**Stated task**
Transcribe the tail of the listing: start at the line containing "TARGET: the porch step" and stop after the last line, keeping every character as is and adding nothing.

* * * * * * *

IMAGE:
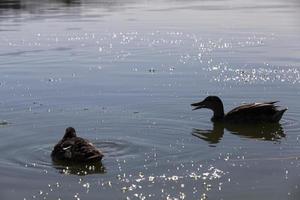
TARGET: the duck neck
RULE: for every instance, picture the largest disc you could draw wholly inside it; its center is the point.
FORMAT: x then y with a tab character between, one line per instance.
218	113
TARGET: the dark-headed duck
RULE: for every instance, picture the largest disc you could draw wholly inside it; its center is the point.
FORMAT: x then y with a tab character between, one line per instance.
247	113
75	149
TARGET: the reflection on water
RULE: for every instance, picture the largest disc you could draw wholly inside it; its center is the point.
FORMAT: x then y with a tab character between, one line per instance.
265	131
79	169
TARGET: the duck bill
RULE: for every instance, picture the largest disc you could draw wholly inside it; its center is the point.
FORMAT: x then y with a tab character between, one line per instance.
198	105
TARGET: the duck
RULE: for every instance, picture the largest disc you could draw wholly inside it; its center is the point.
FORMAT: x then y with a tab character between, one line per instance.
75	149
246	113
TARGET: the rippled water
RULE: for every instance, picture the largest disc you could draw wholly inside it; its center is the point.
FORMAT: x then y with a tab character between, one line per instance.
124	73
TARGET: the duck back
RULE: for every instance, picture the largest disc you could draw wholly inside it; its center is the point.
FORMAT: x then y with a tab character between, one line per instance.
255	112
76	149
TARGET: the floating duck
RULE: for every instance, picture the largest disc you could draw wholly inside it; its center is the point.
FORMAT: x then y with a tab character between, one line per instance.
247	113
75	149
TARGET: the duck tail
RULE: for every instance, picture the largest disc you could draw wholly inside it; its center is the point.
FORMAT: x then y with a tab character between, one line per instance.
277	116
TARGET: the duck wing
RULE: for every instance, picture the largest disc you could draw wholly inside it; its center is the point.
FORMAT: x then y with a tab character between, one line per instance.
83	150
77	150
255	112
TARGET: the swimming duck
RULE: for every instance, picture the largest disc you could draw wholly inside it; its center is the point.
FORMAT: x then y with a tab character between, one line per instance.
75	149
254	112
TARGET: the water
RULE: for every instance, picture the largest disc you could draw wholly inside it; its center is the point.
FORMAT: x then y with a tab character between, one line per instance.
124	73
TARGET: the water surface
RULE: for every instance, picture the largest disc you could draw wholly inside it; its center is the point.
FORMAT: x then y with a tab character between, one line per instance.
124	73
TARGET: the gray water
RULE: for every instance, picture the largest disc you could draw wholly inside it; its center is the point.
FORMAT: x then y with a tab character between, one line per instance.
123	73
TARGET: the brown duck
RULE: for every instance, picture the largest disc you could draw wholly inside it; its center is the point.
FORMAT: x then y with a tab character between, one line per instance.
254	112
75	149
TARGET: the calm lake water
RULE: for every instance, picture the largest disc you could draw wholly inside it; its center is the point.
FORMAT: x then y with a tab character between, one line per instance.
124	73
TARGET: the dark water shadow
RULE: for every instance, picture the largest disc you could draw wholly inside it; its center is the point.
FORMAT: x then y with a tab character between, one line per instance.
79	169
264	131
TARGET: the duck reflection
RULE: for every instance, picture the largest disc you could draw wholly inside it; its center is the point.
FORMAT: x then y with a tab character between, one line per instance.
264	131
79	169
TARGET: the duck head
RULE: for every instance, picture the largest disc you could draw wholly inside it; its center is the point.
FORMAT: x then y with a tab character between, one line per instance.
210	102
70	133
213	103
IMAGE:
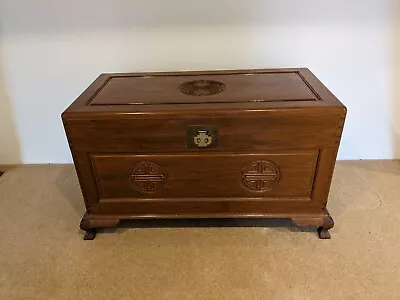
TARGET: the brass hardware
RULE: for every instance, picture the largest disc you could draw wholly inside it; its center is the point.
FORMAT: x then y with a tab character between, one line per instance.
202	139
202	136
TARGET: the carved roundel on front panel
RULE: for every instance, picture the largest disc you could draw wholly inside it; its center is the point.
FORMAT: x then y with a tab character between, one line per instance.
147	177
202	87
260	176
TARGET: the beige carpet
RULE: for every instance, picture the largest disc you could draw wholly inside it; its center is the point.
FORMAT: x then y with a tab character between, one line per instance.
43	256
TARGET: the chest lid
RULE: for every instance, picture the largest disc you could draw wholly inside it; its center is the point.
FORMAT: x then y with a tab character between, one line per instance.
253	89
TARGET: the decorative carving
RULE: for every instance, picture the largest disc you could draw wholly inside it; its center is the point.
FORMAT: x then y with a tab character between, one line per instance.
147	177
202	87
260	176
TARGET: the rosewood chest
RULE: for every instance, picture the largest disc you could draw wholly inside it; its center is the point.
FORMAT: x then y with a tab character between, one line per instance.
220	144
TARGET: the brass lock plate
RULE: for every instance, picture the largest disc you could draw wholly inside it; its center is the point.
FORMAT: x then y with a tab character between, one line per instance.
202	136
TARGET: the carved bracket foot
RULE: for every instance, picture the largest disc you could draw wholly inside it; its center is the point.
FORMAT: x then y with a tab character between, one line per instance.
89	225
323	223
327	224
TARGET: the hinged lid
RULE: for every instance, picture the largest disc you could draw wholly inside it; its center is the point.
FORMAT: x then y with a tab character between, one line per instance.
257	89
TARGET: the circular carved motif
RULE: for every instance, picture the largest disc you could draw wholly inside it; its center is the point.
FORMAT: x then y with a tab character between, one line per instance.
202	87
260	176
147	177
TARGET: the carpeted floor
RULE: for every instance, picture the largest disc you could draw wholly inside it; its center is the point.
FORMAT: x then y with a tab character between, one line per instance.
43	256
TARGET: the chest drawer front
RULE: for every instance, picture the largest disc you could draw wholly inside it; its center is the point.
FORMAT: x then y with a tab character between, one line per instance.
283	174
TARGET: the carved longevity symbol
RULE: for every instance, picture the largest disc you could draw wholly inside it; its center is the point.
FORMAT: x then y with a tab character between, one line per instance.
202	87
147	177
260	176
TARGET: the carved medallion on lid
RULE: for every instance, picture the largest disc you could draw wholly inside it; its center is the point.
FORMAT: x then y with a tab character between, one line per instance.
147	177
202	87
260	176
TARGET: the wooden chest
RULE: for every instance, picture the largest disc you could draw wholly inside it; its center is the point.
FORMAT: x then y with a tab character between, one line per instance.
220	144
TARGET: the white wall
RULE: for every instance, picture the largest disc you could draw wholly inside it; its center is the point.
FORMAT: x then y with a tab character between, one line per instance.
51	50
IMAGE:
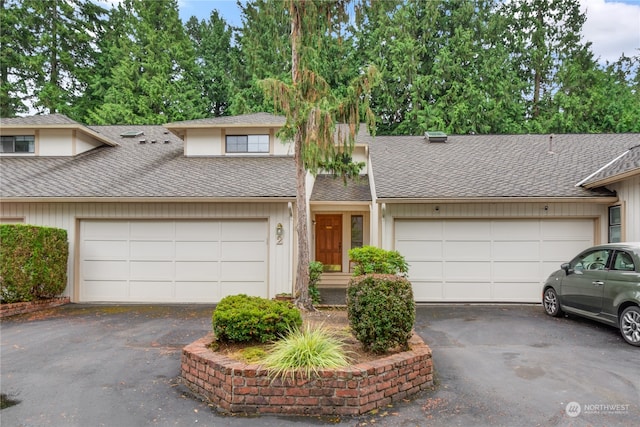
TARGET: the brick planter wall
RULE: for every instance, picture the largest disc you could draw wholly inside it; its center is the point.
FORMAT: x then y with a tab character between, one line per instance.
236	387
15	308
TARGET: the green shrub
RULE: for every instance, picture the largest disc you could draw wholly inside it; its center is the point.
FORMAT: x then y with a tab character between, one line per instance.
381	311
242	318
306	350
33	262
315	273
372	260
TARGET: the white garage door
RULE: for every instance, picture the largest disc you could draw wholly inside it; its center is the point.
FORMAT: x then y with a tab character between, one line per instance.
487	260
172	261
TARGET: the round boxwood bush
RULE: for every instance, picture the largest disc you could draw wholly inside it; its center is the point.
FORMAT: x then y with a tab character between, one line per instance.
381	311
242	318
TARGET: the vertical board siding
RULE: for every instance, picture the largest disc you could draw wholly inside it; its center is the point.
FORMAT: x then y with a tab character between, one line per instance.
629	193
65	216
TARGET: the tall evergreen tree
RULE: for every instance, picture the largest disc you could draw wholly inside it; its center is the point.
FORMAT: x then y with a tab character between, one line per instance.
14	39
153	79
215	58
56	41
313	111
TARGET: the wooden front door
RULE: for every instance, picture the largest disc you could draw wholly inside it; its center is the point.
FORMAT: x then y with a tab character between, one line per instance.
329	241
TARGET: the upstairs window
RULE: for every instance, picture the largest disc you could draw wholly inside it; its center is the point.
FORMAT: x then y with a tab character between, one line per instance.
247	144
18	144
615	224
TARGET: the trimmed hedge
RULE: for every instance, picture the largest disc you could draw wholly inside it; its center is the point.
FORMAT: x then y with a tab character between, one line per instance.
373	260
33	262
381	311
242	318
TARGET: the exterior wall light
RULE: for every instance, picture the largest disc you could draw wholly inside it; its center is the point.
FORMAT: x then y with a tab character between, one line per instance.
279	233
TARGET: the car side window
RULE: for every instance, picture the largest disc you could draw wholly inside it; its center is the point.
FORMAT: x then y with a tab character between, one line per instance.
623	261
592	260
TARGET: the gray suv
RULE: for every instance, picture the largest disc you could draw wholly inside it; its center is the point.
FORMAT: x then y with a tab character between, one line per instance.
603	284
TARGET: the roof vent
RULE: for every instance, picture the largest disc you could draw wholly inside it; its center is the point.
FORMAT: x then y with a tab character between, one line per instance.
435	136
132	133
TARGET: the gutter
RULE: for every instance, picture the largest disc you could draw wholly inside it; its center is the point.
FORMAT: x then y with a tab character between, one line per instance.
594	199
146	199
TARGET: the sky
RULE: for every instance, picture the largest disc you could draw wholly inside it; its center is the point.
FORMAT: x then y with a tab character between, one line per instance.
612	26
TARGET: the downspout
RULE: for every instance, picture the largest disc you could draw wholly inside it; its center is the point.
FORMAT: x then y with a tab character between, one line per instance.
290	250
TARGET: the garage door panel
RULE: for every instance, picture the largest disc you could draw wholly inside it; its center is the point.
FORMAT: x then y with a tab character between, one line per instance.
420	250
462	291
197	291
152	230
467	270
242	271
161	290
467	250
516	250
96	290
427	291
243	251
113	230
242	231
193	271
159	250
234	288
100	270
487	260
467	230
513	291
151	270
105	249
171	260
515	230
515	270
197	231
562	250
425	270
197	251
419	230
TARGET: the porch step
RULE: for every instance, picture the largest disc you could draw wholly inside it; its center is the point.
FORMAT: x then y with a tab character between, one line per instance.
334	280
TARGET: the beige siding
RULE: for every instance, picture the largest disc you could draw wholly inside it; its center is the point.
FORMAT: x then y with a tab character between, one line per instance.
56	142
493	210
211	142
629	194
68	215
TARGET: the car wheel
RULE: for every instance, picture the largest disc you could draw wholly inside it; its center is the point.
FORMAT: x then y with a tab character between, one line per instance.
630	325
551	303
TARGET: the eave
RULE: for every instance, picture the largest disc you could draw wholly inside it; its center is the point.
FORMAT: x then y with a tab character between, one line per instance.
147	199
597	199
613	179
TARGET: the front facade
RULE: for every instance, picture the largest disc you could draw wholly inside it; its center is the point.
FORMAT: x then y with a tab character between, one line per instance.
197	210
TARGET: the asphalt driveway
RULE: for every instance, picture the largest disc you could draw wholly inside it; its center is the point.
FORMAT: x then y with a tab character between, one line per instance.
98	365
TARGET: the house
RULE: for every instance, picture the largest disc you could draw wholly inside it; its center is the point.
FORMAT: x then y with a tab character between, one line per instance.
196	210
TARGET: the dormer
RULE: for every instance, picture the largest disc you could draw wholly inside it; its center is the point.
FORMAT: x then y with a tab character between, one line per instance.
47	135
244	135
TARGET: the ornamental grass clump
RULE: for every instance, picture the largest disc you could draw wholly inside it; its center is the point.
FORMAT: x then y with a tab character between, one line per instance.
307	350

* * * * * * *

**Exercise solution**
TARGET: the porch step
RULE: for every instance, picture the largest disc you could draw wholly inside it; its center is the point.
FORMAT: x then y with a tab character between, one line per instance.
334	280
TARGET: the beige siding
RULE: for every instance, picture the largest disc you could draw wholly inside it; its center is the point.
FORMAT: x then y with a tab character between, one line per instance.
56	142
493	210
211	142
629	194
68	215
TARGET: the car wheel
RULE: for every instance, picture the largest disc you could draw wholly inside it; its center is the point.
FORMAT: x then y with a tab character between, one line per instance.
630	325
551	303
TARGET: the eave
RULE: for every instance, picture the largest disc you could draw wholly inside it; its center is the point.
FORMAT: x then y with a tab character between, one line per instance.
147	199
597	199
613	179
TARGET: the front facade
RULE: for every instance, picture the largest disc you could draw wholly inside it; its center is the point.
FORMAT: x then y with a tab character between, one line per instance.
197	210
TARGET: the asphalt driveway
RULE: for every instance, picture the largest disc you could draw wholly inside it; its center is the point.
FORMAT: x then y with a tab character between, one line per instance.
98	365
TARGET: the house
RULE: for every instance, picture the largest disc you could draw wholly inside it; its center is the point.
FORMAT: x then y with a tab character between, one line per instance.
196	210
TARGET: the dormer
RULE: for every instance, picture the largest disc you could draw wholly inside it; its center is the point.
FORMAT: x then y with a tab character between, one line per instance.
47	135
244	135
TARGET: the ornamental grass clump
RULE: for every instance, picture the largest disc you could draw wholly inside it; its center is the point.
FORMAT: x then y with a tab character between, one line per instance.
307	350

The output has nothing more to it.